[Items listed in a dataset]
☆ ☆ ☆ ☆ ☆

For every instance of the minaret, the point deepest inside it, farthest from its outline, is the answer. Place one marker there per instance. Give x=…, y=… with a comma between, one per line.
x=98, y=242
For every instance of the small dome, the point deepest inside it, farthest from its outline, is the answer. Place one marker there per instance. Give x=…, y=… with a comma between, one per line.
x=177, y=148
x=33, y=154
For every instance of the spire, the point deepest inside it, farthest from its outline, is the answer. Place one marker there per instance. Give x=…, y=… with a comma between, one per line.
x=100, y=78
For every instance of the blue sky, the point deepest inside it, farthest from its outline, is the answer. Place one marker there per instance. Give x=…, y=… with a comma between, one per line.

☆ ☆ ☆ ☆ ☆

Problem description -
An exact copy of every entry is what's needed, so retype them all.

Answer to this problem -
For every instance of the minaret, the point deepest inside it, farthest from its outline, is the answer. Place one marker there per instance. Give x=…, y=… with a comma between, one per line.
x=98, y=242
For every instance of the small dome, the point deepest inside it, farthest from its outline, is the answer. Place one marker there per instance. Give x=…, y=… with a comma between, one per line.
x=177, y=148
x=33, y=154
For every instance of the spire, the point deepest inside it, farthest from its outline, is the answer. Place one marker there per instance. Give x=…, y=… with a comma between, one per line.
x=100, y=78
For every instance of the blue sky, the point deepest inside it, farthest from its outline, is the answer. Place one marker there per instance. Give x=…, y=… with a comma between, one per line.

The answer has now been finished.